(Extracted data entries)
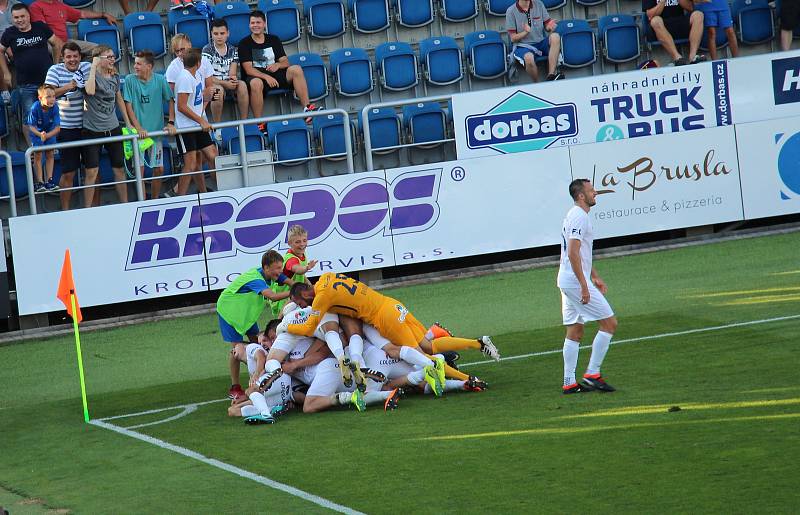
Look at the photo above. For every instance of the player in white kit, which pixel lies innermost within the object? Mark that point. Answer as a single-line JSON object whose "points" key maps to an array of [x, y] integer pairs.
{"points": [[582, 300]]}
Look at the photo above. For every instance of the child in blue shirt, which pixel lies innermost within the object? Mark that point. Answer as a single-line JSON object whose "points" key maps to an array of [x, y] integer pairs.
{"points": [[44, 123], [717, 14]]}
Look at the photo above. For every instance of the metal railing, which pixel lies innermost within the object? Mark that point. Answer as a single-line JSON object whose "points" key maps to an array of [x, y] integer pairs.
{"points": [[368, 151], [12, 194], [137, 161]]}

YOUR INSTRUCTIONS
Can you repeat all of the data above with every "innermost" swapped for "deepest", changing nothing else and leaving out the pictures?

CORRECT RESULT
Look at the photo above. For every instance of the player in white kit, which pixel lies deepest within the object? Mark that point. Answer as a single-line JSON object whose "points" key maps to an array of [x, y] integer pairs.
{"points": [[582, 300]]}
Look at the photo above. For every instance of the child in blue shirt, which pixel lies deepest within the object? Mark that point. Answer as a single-line JSON object whose "points" key maps to an array of [x, y] integer pairs.
{"points": [[44, 123], [717, 14]]}
Look at the photo above. For every instance of the metal railing, which pixel lies deepest within the object? Mark that point. Answer as a single-line JSON object whose "points" key maps to an array of [x, y] integer pairs.
{"points": [[368, 151], [12, 194], [137, 161]]}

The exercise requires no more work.